>> BEGIN
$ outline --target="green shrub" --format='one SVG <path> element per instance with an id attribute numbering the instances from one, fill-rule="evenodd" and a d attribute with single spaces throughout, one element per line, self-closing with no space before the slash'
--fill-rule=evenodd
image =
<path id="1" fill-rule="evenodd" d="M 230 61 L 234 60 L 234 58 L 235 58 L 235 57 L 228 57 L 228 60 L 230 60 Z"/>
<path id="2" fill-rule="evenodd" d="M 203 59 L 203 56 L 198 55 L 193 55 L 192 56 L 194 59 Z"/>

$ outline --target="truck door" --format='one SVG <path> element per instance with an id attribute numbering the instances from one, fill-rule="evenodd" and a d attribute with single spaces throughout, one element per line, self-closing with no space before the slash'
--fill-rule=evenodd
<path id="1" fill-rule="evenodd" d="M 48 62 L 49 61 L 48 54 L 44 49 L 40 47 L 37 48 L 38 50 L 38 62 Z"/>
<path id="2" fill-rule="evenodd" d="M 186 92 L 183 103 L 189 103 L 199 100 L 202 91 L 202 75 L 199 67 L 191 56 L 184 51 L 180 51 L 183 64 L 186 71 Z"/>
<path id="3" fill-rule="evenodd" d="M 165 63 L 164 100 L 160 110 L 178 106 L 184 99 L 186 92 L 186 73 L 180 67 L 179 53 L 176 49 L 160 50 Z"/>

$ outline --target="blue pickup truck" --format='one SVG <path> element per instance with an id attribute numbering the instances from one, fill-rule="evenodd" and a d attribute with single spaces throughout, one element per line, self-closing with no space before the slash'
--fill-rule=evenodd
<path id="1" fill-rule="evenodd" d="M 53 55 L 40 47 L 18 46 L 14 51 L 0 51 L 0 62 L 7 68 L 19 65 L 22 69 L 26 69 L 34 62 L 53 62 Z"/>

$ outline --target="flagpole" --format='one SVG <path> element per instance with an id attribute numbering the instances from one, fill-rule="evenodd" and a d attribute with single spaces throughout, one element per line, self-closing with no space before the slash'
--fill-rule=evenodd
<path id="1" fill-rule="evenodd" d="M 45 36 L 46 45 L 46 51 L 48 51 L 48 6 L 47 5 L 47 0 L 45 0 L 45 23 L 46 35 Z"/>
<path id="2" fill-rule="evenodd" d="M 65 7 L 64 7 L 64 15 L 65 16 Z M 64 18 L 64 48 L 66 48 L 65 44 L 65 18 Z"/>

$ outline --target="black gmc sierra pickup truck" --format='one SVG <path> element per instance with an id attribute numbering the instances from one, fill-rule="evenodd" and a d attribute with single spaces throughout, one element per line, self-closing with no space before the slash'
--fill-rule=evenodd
>> END
• _Task description_:
Rewrite every line of the listing above as a numbered list, omitting the blank lines.

• _Complete answer_:
1. $ outline --target="green shrub" --format='one SVG <path> element per instance with an id attribute numbering the instances from one, fill-rule="evenodd" and a d attribute with single spaces throughout, one element per line, self-closing with no space before the slash'
2. --fill-rule=evenodd
3. image =
4. <path id="1" fill-rule="evenodd" d="M 230 61 L 234 60 L 234 58 L 235 58 L 235 57 L 228 57 L 228 60 L 230 60 Z"/>
5. <path id="2" fill-rule="evenodd" d="M 203 59 L 203 56 L 198 55 L 193 55 L 192 56 L 194 59 Z"/>
6. $ outline --target="truck door" --format='one SVG <path> element per instance with an id attribute numbering the instances from one, fill-rule="evenodd" and a d attribute with single spaces throughout, one element per line, self-closing with no space before the slash'
7. --fill-rule=evenodd
8. <path id="1" fill-rule="evenodd" d="M 48 62 L 49 61 L 48 54 L 44 49 L 40 47 L 37 48 L 38 50 L 38 62 Z"/>
9. <path id="2" fill-rule="evenodd" d="M 186 92 L 183 103 L 189 103 L 199 100 L 202 91 L 202 75 L 199 67 L 191 56 L 184 51 L 180 51 L 183 64 L 186 71 Z"/>
10. <path id="3" fill-rule="evenodd" d="M 165 63 L 164 100 L 160 110 L 178 106 L 184 99 L 186 92 L 186 73 L 180 67 L 179 53 L 176 49 L 160 50 Z"/>
11. $ outline --target="blue pickup truck" --format='one SVG <path> element per instance with an id attribute numbering the instances from one, fill-rule="evenodd" and a d attribute with single spaces throughout, one element per line, self-closing with no space before the slash'
12. --fill-rule=evenodd
13. <path id="1" fill-rule="evenodd" d="M 53 55 L 40 47 L 18 46 L 14 51 L 0 51 L 0 62 L 7 68 L 19 65 L 22 69 L 26 69 L 34 62 L 53 62 Z"/>
14. $ outline --target="flagpole" --format='one SVG <path> element per instance with an id attribute numbering the instances from one, fill-rule="evenodd" and a d attribute with single spaces throughout, one element per line, self-closing with no space before the slash'
15. --fill-rule=evenodd
16. <path id="1" fill-rule="evenodd" d="M 45 36 L 46 45 L 46 51 L 48 51 L 48 6 L 47 5 L 47 0 L 45 0 L 45 23 L 46 35 Z"/>
17. <path id="2" fill-rule="evenodd" d="M 65 7 L 64 7 L 64 15 L 65 16 Z M 64 18 L 64 48 L 66 48 L 65 44 L 65 18 Z"/>
18. $ outline --target="black gmc sierra pickup truck" --format='one SVG <path> element per instance with an id attribute numbering the instances from one, fill-rule="evenodd" and a d attribute with single spaces throughout, one element per line, self-closing with no space before the slash'
19. --fill-rule=evenodd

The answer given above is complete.